[Data entries]
☆ ☆ ☆ ☆ ☆ ☆ ☆
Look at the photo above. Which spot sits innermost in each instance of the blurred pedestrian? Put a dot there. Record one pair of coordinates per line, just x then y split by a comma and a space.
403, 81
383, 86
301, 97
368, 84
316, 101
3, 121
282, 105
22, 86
☆ ☆ ☆ ☆ ☆ ☆ ☆
• **What is needed**: Print every line of the records above, keeping each one unchanged.

• **Answer to the task**:
Look at the photo above. Which spot sits innermost in each instance of the blurred pedestrian? Put a dot there. Record one pair of coordinates per line, just x then y split by a comma and a space.
403, 81
383, 86
301, 97
368, 84
316, 101
3, 121
282, 105
22, 86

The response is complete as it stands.